Directions for this task. Go through the data below and keep only the lines that contain the word "metal". Copy each of those lines unchanged, in their original order.

Provided records.
▶

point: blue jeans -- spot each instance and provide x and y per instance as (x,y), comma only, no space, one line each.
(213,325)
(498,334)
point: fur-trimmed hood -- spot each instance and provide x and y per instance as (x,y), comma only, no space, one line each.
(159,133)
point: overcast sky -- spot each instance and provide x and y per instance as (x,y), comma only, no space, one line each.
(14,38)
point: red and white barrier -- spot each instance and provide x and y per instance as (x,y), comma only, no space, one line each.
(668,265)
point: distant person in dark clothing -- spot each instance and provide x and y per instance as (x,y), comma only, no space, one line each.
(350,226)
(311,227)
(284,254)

◀
▶

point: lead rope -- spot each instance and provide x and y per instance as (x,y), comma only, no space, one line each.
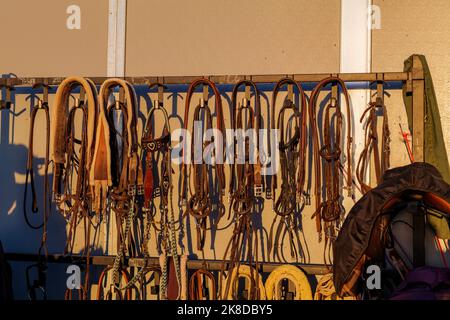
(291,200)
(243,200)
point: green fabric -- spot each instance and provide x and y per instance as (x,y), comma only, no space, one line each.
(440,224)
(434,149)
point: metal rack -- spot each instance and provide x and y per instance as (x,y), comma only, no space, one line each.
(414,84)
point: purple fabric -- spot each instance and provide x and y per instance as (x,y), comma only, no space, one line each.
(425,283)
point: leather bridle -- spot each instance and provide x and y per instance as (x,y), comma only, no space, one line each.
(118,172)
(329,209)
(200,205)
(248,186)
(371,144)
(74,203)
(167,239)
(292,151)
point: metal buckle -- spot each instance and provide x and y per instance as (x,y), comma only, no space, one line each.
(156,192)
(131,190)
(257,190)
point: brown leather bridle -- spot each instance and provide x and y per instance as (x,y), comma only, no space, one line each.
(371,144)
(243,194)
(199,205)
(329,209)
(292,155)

◀
▶

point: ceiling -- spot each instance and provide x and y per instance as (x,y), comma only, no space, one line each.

◀

Complete output.
point: metal rack -- spot each instance and provide x and y per instance as (x,y), comma only, no space, one line each.
point: metal buckle -- spot each instance and provide x and y per instance as (x,y), comma only, no space, one line each.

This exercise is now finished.